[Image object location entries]
_ _ _

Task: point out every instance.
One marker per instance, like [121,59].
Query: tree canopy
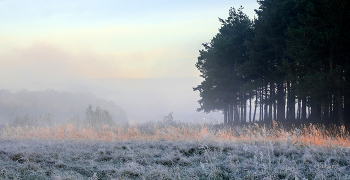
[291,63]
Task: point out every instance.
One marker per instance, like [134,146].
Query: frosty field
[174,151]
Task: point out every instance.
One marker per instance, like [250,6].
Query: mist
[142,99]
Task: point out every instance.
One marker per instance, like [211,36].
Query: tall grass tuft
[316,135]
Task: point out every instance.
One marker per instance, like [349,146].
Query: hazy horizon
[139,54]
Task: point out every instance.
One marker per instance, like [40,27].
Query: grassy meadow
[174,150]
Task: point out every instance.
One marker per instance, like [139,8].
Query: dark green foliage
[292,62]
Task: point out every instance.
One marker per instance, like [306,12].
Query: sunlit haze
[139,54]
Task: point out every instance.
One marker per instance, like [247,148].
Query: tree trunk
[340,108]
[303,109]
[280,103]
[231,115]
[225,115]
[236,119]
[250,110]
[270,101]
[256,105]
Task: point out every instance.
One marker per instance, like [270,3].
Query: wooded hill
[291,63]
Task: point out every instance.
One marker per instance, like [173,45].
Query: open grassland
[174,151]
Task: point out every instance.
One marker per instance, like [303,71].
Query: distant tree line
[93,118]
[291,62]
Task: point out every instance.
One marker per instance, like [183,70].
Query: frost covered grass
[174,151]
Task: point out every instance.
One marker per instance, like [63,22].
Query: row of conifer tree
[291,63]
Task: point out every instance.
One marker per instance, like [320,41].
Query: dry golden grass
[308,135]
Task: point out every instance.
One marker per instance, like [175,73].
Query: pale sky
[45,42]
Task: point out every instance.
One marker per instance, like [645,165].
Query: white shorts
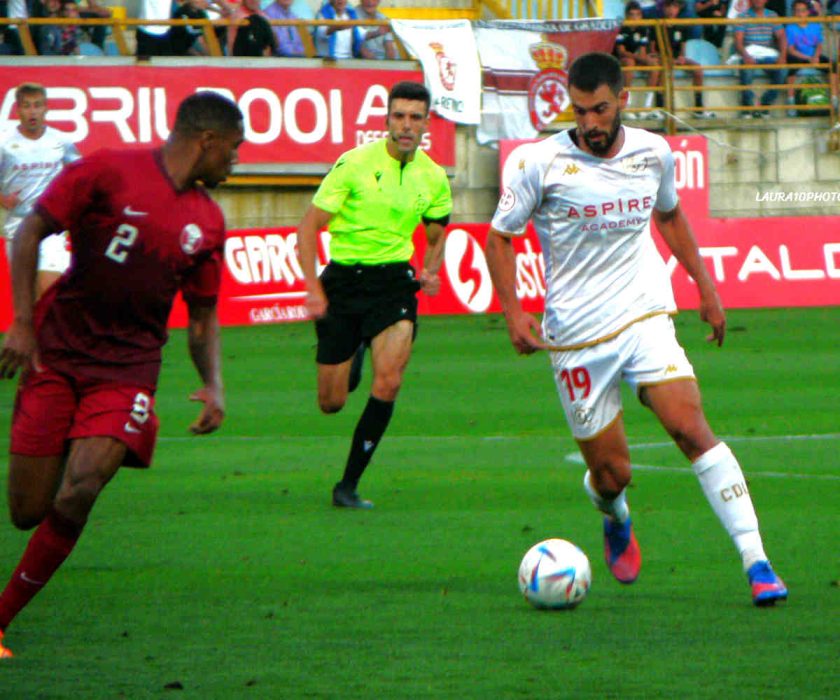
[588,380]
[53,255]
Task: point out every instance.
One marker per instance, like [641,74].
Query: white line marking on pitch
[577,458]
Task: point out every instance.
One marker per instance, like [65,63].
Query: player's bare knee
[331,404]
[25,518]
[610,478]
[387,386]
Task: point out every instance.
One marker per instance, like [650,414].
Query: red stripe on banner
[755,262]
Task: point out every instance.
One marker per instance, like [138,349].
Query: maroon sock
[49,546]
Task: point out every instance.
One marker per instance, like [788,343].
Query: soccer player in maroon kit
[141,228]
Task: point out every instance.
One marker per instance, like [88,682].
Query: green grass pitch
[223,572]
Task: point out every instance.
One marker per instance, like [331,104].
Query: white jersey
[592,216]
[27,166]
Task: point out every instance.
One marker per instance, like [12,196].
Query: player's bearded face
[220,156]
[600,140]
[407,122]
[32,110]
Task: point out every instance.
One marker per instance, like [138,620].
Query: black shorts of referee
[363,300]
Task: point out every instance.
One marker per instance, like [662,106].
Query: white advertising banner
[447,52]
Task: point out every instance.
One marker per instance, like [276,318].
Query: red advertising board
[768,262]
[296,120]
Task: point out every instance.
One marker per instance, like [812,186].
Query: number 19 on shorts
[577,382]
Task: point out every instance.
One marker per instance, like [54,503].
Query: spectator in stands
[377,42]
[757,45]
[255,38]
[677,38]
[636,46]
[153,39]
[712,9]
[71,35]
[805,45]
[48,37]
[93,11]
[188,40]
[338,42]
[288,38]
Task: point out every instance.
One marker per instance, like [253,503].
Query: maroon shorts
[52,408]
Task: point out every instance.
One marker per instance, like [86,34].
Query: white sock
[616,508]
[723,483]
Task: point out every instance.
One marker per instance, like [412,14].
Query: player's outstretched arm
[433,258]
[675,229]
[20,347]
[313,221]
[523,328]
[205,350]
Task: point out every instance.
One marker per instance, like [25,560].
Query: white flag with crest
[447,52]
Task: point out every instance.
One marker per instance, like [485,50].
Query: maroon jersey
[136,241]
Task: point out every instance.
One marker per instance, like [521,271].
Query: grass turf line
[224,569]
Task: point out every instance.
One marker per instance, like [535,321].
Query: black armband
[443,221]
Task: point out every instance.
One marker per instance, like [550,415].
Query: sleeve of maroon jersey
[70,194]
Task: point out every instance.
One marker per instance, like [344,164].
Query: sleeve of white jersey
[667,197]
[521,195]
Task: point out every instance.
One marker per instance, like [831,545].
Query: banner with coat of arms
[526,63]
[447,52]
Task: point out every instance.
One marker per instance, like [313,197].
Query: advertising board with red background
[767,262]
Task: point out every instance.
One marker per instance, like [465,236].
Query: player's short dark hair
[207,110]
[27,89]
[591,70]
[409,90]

_ _ _

Transcribe the records above verbatim. Do not carry over any picture.

Task: point out every instance.
One marker per instance, like [121,59].
Query: tree canopy
[291,63]
Task: point out every instance.
One marker per instance, like [134,146].
Query: frosty field
[174,151]
Task: point out every instance.
One marker per instance, like [250,6].
Query: mist
[142,99]
Task: point out every instance.
One marker per instance, like [211,36].
Query: tall grass tuft
[316,135]
Task: point out every instance.
One marker per instance, like [349,146].
Query: hazy horizon
[139,54]
Task: point out every instance.
One marker per instance, like [40,27].
Query: grassy meadow
[174,150]
Task: point out every instance.
One marker per instance, like [139,8].
Query: dark green foliage
[292,62]
Task: point out every instance.
One marker per instance, like [306,12].
Query: sunlit haze
[139,54]
Task: point out every instance.
One marker per instance, like [247,148].
Query: tree trunk
[340,108]
[303,109]
[280,103]
[231,115]
[225,115]
[236,119]
[250,110]
[270,101]
[256,105]
Task: point out every instance.
One marker per instance, like [270,3].
Query: wooded hill
[291,63]
Task: point out every instance.
One marker per instance, like [173,45].
Query: open grassland
[174,151]
Task: point out every instance.
One marker per instance, like [303,71].
Query: distant tree line
[93,118]
[291,62]
Task: point out every instance.
One marker per instance, like [183,70].
Query: frost covered grass
[174,151]
Task: point out every instance.
One marker per instance, like [63,22].
Query: row of conifer tree
[291,63]
Task: point out every instance.
One marker per instance, like [320,41].
Query: dry golden grass
[308,135]
Task: point out every instance.
One marker per instance, like [175,73].
Query: pale sky
[45,42]
Task: point out every instance.
One marker per instance, like [645,165].
Query: white shorts
[588,380]
[53,255]
Task: point out every instance.
One marker per instance, like [641,74].
Query: white line marking on pitch
[577,458]
Task: point out every instance.
One marker per instance, like [65,63].
Query: player's bare knee
[331,404]
[25,518]
[610,478]
[387,386]
Task: point out every instance.
One marker per instance, like [650,414].
Query: red stripe on banner
[755,262]
Task: point out every instance.
One marker per instance, like [138,349].
Query: maroon sock
[49,546]
Task: point out every instance.
One marker per instance, like [788,343].
Query: soccer player in maroon kit
[141,228]
Task: point out every instance.
One marker per instance, like [88,682].
Query: green grass pitch
[223,572]
Task: point out every instance.
One marker per instance, like [331,104].
Query: white jersey
[592,216]
[27,166]
Task: point out every instance.
One marker per instance, like [12,196].
Query: player's bearded face
[220,156]
[600,140]
[407,122]
[32,110]
Task: point out every instance.
One marker per instance, like [138,620].
Query: black shorts of referee
[363,300]
Task: point out every instance.
One marker per instance, like [662,106].
Query: white advertising banner
[447,52]
Task: point out every instance.
One marker per instance, like [276,318].
Query: red advertising board
[768,262]
[296,120]
Task: point out every instance.
One marker per instance, like [812,186].
Query: number 19 on shorts
[577,382]
Task: point out every instance.
One marker per instance, like [54,503].
Query: spectator in stands
[377,42]
[757,45]
[255,38]
[677,38]
[636,46]
[153,39]
[712,9]
[71,35]
[805,45]
[48,37]
[93,11]
[188,40]
[338,42]
[288,38]
Task: point out every instance.
One marker per instance, like [253,503].
Query: maroon shorts
[52,408]
Task: point out every instance.
One marker per instance, like [86,34].
Query: white sock
[616,508]
[723,483]
Task: point out every instance.
One marker per instance, like [412,14].
Query: player's outstretched arm
[433,258]
[675,229]
[20,347]
[313,221]
[523,328]
[205,350]
Task: point out every instance.
One marker per instance, like [25,560].
Query: white flag with crest
[447,52]
Task: point out every instance.
One marker per instance, like [485,50].
Query: maroon jersey
[136,241]
Task: point out every instance.
One marker per instance, like [521,271].
Query: grass turf line
[224,569]
Task: point out every instance.
One marker per instance, like [535,321].
Query: black armband
[443,221]
Task: point out every instance.
One marker per instance, like [550,415].
Query: sleeve of maroon jersey
[70,194]
Task: point out every instance.
One marker per instance, like [344,164].
Query: sleeve of white jersey
[667,197]
[521,195]
Task: point out every instance.
One marker per instance, like [831,545].
Query: banner with coat of arms
[526,63]
[447,52]
Task: point out every instance.
One marker per instance, like [313,197].
Query: advertising board with red background
[767,262]
Task: point out every instance.
One marker per instance, like [465,236].
Query: player's short dark hair
[207,110]
[27,89]
[591,70]
[409,90]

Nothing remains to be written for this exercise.